> [Extrait du document]
Le 1er mai, Rabat a rompu ses relations diplomatiques avec Téhéran, accusé d’avoir livré des armes au Front Polisario par l’intermédiaire du Hezbollah libanais. L’affaire est d’autant plus étonnante que le Front Polisario n’a pas besoin d’être armé pour engager des hostilités militaires contre le Maroc. La décision de reprendre les combats dépend évidemment d’Alger qui héberge le mouvement. Or, Alger n’est absolument pas favorable à cette option guerrière et rien ne permet de dire que le Front Polisario est suffisamment entrainé pour tenir tête aux forces armées royales (FAR), même si, régulièrement il menace de reprendre les armes.
Démentie avec force par l’Iran, le Front Polisario et Alger, l’accusation du Maroc a immédiatement été saluée par l’Arabie saoudite qui affirme apporter son soutien au royaume chérifien frère, menacé dans sa sécurité et son intégrité territoriale. D’autres pays de la région ont également manifesté leur solidarité avec Rabat, bien que de manière moins appuyée que l’Arabie saoudite ; c’est le cas des Émirats arabes unis, du Bahreïn, du Qatar et de la Jordanie.
Renforcer les relations avec Donald Trump
L’explication de cette mystérieuse rupture des relations entre Rabat et Téhéran pourrait venir précisément de cet appui des pays du Golfe. En manifestant son hostilité à l’égard de Téhéran, le Maroc tenterait de donner des gages au prince héritier saoudien Mohamed Ben Salman qui reprochait à Mohamed VI sa trop grande neutralité dans la crise qui oppose Riyad et ses alliés au Qatar. Sans aller jusqu’à se brouiller avec le généreux Qatar, le Maroc a alors choisi de sacrifier ses relations avec l’Iran, inscrivant cette brouille dans une mésentente chronique avec Téhéran. En effet, en 2009, Rabat avait déjà unilatéralement rompu ses relations avec l’Iran, accusant un haut responsable iranien d’avoir déclaré que le Bahreïn était « la quatorzième province iranienne ». Les liens n’ont été rétablis qu’en 2014.
Mais ce nouveau contentieux avec l’Iran pourrait aussi favoriser un rapprochement avec l’administration Trump qui rêve d’amener la communauté internationale à isoler l’Iran et se dit déterminée à « empêcher le régime iranien de menacer le monde avec des armes atomiques ». Rabat a toujours pensé que le salut en matière de résolution du conflit saharien viendrait des États-Unis. Le Maroc avait parié sur la victoire d’Hillary Clinton pour l’appuyer dans ce dossier ; la rupture avec l’Iran lui donnera peut-être l’occasion de séduire Trump pour clore le conflit à ses conditions, en outrepassant les positions jugées trop rigides et peu avenantes des Nations unies à son égard.

> [Consigne 1] D'après l'extrait, en quelle année les liens entre Rabat et Téhéran ont-ils été rétablis après la rupture de 2009 ?

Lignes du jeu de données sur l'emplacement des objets
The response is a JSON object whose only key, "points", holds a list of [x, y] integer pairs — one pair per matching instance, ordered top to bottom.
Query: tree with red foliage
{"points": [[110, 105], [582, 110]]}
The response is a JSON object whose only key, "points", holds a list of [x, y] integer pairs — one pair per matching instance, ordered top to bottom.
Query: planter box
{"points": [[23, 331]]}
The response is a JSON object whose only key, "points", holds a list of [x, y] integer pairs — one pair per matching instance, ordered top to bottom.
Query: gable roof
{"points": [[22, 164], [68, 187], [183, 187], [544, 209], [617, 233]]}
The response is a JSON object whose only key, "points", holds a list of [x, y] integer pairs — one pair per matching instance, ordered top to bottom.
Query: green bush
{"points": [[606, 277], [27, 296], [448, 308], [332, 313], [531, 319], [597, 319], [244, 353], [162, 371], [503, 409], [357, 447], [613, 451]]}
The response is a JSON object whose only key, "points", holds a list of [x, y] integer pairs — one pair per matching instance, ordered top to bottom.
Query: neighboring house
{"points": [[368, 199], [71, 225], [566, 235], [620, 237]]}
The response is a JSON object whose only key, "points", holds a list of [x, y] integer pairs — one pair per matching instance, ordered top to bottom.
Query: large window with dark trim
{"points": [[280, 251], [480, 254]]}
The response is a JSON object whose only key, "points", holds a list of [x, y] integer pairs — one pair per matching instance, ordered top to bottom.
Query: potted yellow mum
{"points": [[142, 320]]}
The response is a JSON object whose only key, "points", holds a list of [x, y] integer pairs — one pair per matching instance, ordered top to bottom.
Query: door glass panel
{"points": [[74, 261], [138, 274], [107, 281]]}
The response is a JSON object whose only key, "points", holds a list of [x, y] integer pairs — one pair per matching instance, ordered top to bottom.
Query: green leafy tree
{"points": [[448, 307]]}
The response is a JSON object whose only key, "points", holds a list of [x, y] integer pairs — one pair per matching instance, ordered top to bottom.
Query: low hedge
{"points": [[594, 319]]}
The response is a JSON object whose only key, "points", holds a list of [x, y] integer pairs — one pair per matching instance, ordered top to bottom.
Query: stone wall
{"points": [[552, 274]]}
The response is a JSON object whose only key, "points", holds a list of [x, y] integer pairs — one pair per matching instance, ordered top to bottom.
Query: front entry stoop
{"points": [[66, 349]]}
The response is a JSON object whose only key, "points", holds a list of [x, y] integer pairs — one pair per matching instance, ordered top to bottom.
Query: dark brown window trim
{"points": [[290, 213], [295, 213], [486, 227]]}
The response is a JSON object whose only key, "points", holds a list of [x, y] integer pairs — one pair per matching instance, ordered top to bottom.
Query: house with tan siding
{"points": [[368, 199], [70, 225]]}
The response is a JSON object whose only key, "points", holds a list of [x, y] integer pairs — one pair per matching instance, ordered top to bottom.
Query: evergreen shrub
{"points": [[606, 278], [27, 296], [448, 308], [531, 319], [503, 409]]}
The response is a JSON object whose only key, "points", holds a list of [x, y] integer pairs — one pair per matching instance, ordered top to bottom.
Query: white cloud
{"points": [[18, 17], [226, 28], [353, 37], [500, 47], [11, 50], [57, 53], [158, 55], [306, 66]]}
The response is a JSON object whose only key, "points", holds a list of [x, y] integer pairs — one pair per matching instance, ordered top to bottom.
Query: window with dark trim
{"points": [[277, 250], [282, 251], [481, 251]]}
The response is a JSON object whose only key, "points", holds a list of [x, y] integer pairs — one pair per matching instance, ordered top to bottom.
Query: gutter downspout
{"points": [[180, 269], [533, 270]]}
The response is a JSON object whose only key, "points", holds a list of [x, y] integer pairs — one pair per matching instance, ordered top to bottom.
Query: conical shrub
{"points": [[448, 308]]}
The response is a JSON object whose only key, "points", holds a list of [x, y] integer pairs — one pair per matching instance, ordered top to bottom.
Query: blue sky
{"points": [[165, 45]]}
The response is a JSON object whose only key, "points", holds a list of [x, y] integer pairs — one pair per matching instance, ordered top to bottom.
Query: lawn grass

> [Consigne 2] Extrayez toutes les lignes des données qui contiennent la chaîne « dark ». La casse doit être respectée.

> [Réponse attendue 1] En 2014.

> [Réponse attendue 2]
Query: large window with dark trim
Query: dark brown window trim
Query: window with dark trim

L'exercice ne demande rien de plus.